DATA PROVIDED ::

.....

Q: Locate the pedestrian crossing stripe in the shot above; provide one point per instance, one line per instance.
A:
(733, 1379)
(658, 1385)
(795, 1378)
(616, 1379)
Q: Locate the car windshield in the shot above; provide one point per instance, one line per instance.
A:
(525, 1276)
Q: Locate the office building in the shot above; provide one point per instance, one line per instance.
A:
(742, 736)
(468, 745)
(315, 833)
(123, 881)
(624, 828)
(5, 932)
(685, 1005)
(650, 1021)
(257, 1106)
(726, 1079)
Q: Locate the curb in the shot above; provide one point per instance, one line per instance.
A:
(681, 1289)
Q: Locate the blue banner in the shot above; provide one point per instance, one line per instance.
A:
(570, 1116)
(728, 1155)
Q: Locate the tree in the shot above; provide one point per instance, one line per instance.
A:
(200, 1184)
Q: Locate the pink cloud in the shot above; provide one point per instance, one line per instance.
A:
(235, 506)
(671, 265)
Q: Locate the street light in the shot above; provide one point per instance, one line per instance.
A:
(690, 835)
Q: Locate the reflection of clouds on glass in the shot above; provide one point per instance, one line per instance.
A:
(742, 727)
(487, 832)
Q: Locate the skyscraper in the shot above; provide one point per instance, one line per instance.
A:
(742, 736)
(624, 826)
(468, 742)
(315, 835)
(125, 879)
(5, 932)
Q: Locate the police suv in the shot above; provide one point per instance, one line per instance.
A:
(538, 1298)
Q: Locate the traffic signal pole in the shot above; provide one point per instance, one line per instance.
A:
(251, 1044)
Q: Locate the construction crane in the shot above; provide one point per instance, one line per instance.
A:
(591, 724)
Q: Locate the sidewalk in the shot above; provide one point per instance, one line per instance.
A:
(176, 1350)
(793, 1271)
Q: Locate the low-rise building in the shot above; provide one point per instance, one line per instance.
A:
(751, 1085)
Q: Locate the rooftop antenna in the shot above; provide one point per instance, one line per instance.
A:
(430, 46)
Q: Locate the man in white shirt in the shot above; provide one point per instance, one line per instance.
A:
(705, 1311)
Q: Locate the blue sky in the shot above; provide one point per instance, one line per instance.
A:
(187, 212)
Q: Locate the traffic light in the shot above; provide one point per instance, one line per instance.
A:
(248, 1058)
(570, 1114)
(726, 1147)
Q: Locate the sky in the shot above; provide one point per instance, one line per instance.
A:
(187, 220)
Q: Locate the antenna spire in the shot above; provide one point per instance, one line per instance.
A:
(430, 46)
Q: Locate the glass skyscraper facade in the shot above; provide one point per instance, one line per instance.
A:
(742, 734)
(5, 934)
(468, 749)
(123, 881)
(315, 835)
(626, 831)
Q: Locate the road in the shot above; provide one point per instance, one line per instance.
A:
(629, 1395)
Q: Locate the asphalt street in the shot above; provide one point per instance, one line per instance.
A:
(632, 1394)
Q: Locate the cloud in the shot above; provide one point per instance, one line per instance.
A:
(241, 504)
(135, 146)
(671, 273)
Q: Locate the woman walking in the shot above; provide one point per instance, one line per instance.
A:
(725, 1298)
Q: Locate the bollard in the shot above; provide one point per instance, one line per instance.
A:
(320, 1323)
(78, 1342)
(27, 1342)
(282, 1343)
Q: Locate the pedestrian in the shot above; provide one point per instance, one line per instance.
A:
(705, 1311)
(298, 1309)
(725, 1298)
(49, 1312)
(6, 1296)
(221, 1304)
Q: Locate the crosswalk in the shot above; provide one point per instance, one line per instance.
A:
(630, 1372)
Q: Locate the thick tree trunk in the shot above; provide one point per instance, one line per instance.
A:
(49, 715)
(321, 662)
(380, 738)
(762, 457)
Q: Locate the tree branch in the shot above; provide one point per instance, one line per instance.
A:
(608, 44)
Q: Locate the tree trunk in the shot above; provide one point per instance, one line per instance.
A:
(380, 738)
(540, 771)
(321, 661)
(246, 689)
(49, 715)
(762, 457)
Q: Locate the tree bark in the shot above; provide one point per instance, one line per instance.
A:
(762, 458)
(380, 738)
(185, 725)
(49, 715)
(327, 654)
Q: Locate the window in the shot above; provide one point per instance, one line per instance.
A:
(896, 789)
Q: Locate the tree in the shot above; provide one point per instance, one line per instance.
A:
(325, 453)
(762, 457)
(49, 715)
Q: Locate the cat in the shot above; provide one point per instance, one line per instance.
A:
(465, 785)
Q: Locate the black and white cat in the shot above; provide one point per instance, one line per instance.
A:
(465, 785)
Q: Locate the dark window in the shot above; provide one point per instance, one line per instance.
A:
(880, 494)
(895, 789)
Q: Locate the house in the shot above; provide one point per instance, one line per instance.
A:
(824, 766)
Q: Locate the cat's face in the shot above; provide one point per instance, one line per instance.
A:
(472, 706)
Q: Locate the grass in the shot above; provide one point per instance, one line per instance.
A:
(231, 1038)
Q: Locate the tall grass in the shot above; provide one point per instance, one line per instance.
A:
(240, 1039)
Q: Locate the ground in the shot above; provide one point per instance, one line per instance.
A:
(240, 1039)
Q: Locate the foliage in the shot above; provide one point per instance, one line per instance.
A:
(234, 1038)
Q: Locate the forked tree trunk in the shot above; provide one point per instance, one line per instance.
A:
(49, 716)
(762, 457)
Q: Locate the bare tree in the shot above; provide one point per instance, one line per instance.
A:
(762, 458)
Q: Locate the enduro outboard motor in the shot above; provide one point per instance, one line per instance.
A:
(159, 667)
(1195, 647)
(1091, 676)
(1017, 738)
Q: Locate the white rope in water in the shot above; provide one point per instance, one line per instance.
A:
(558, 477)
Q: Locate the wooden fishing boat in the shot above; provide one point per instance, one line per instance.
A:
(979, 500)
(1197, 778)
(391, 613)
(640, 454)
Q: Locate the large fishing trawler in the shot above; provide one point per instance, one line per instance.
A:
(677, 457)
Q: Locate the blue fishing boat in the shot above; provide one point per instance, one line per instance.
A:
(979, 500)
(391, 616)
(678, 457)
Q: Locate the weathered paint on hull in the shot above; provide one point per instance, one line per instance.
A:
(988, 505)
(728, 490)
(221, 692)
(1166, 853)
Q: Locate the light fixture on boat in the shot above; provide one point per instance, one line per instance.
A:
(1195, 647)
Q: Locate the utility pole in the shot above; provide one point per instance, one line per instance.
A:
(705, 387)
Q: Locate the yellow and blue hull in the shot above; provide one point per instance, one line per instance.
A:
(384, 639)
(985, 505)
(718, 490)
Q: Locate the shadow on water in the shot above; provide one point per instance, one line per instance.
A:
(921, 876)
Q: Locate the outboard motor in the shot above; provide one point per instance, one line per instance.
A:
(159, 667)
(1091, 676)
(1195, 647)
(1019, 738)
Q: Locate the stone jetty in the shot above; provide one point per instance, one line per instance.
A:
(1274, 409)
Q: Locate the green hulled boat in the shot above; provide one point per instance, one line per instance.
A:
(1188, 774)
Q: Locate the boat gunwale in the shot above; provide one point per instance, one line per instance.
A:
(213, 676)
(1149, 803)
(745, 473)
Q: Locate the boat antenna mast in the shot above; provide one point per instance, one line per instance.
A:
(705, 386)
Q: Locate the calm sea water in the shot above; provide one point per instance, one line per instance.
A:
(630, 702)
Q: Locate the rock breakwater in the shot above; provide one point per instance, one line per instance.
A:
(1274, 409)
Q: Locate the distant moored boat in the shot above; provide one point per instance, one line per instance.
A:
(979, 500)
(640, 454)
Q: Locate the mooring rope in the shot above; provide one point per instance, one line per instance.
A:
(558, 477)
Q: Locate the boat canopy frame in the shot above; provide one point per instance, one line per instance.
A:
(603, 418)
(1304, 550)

.....

Write the lines out verbatim, from the one with "Q: Locate the boat antenna" through the last line of the entries, and stop there.

FULL OUTPUT ::
Q: Locate the boat antenna mast in the shot above; provide one point per instance, one line per instance.
A:
(705, 386)
Q: Locate the calm sea water in the shot above; provide one point per instance, one line per instance.
A:
(630, 702)
Q: Locate the rock breakwater in the shot above; provide one point per instance, one line per instance.
A:
(1274, 409)
Q: Locate the distant moored boat in the shot above; provide one point per instance, one line per instance.
A:
(979, 500)
(640, 454)
Q: Locate the mooring rope in the shot above; provide one point per instance, one line per instance.
A:
(558, 477)
Q: Locate the boat canopy frame in the shot above; provide one point per instance, one line per instance.
A:
(603, 418)
(1304, 550)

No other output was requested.